• _TEXTO DE LECTURA_:
Alto, delgado, de mirada melancólica y escrutadora, de boina perenne y perenne pantalón de pana. Botas de caza y chaqueta desgastada completaban la vestimenta habitual de un hombre extraordinario, riguroso, honesto, elegante. Virtudes que aplicaba tanto en su día a día como en su escritura. Él era la resistencia frente a un mundo que comenzaba a correr demasiado deprisa. Prefería el campo a la ciudad, la naturaleza al progreso “deshumanizado” y alienante, la cultura rural a la industrial, el trato personal a las camarillas — “Me gusta reunirme con la gente y conversar. Lo que no me gusta es conversar con la gente a codazos”—, la escritura reflexiva a las modas y las vanguardias.
Delibes niño se formó con las Carmelitas y los Hermanos de las Escuelas Cristianas de Valladolid. Su infancia transcurrió serena, como buena parte de su adolescencia hasta que la Guerra Civil interrumpe sus estudios en la Escuela de Comercio, que retoma después de un año alistado en las filas de la Marina. Al tiempo, estudió Derecho. Ninguna de las carreras finalizadas eran la ilusión de su vida, así que en plena posguerra, El castellano de tierra adentro, que amaba a los pájaros y la vida rural, consigue trabajo como dibujante en el Norte de Castilla.
Alternando docencia, paseos en bicicleta de Molledo (Santander) a Sedano (Burgos) para encontrarse con su novia, Ángeles Castro (con quien se casó en 1946) y práctica periodística logró cierta estabilidad económica y uno de sus mayores deseos: fundar una familia. Además, fue poco a poco descubriendo su atracción por la escritura. Una carrera (esta sí) verdaderamente vocacional cuya elección fue un acierto. No sólo le valió el Nadal del 47 por La sombra del ciprés es alargada, sino que le abrió un horizonte literario inesperado. Cercenada sin pudicia por el censor, Aún es de día se publicó con más pena que gloria. Nada lo bastante importante como para impedirle ir a por la tercera.
En los tiempos de El camino, continuaba Delibes trabajando como catedrático en la Escuela de Comercio, dibujando viñetas humorísticas y escribiendo críticas de cine en El Norte de Castilla —diario del que llegaría a ser director—. Corrían los años 50 y la censura del régimen atizaba férrea. Su postura a favor de los sectores desfavorecidos, su denuncia sobre la situación de los campesinos castellanos o la injusticia de las estructuras oligárquicas no le allanaban el camino. Finalmente, tras varios enfrentamientos con el entonces Ministro de Información y Turismo, Manuel Fraga, presentó su dimisión. Superó el duelo en Estados Unidos, concretamente en la Universidad de Maryland como profesor visitante en el Departamento de Lenguas y Literaturas Extranjeras.

• _REGISTROS PROPORCIONADOS_:
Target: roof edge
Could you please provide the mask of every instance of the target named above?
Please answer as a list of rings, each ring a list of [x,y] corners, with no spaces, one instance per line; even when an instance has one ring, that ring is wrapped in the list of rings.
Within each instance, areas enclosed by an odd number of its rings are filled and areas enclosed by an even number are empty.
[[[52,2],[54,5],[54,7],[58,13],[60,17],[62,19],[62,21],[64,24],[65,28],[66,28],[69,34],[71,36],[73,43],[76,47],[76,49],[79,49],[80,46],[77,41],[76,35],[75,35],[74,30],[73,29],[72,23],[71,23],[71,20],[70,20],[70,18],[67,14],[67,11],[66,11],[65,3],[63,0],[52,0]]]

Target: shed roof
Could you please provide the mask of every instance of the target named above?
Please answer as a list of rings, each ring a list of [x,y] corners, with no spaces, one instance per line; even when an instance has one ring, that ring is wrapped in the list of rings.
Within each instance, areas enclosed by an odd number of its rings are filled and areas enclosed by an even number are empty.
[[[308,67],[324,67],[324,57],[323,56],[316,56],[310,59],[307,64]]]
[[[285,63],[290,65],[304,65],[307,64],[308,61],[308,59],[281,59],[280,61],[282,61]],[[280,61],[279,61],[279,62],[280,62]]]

• _EJERCICIOS PROPUESTOS_:
**A)** Indica si cada afirmación coincide con el texto sobre Delibes y cita las palabras del texto que lo deciden: (i) Delibes se casó con Ángeles Castro en 1946; (ii) Delibes prefería la ciudad al campo; (iii) Aún es de día se publicó con gran éxito.
**B)** Según el texto sobre Delibes, ¿en qué universidad de Estados Unidos trabajó como profesor visitante?
**C)** Retoma el texto sobre Delibes a partir de su última oración y continúalo.

• _RESPUESTAS_:
**A)**
(i) Sí: "con quien se casó en 1946".
(ii) No: "Prefería el campo a la ciudad".
(iii) No: "se publicó con más pena que gloria".

**B)** En la Universidad de Maryland.

**C)**
Trabajaba siempre a mano y siempre hasta las dos. En silencio. Escribía con estilográfica sobre cuartillas de papel de periódico. A veces en Valladolid, en Sedano otras su espacio favorito. Apenas encontraba el hueco, escapaba a su refugio burgalés —a su pequeño huerto, a su escopeta, a su caña de pescar—. Su letra huesuda dibujaba personajes vivos ajenos a clichés y prototipos, desdoblados desde su propio ser, desde su propia experiencia vital, desde su incorruptible perspectiva ética. Y es que, en toda la obra de Delibes, persisten potentísimas cuotas autobiográficas e introspectivas camufladas en una ficción admirable.
En la prosa de Delibes las llamas caracolean en el hogar, algunas tierras negrean como extensas tizoneras, la gente miga el pan en el café y tiene pueblo. De ellos, de esa gente de pueblo aprendió el escritor el idioma de lo cotidiano, de las cosas sencillas y las existencias sobrias. En ellos encontró su propia voz, templada y escueta, y en los paisajes castellanos y “el estupor de sus campos”, la quietud necesaria para hundir el dedo (y llegar) hasta el fondo de la condición humana.
Carente de arrogancia, pródigo en dignidad, el maestro pucelano defendió su tesis sobre sobre el desarrollo exacerbado de la sociedad urbana a través de El sentido del progreso desde mi obra, el discurso escrito con motivo de su ingreso en la Real Academia Española (elegido el 1 de febrero de 1973) que pronunció el 25 de mayo de 1975. Un evento empañado por una de las circunstancias más tristes de su vida: la muerte un año antes de su adorada Ángeles, el eje de mi vida y el estímulo de mi obra pero, sobre todas las demás cosas, el punto de referencia de mis pensamientos y actividades.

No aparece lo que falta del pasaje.